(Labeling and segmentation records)
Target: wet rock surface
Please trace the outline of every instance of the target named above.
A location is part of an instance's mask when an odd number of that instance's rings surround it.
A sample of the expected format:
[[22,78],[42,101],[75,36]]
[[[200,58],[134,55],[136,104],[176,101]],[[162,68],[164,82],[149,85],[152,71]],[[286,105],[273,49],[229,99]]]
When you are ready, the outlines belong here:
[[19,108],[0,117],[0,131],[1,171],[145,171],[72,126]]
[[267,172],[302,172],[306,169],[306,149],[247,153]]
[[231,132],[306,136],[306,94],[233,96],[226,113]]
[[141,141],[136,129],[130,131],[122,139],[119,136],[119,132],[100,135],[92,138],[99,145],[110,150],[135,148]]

→ Exercise brief
Return every line of the items above word for word and in their original order.

→ Task solution
Target: wet rock surface
Please trace the outline of every instance of the target named above.
A location is part of an instance's mask when an odd number of that instance's rings surround it.
A sample of the expected format:
[[22,78],[42,101],[75,36]]
[[[200,58],[134,55],[136,104],[176,101]],[[162,68],[164,82],[149,85],[152,71]],[[286,105],[273,49],[229,99]]]
When you are ready, the outlines belong here:
[[19,108],[0,117],[0,131],[1,171],[145,171],[72,126]]
[[267,172],[302,172],[306,169],[306,149],[247,153]]
[[231,132],[306,136],[306,94],[233,96],[226,113]]
[[141,141],[136,129],[130,131],[122,139],[119,136],[119,132],[100,135],[92,138],[99,145],[110,150],[135,148]]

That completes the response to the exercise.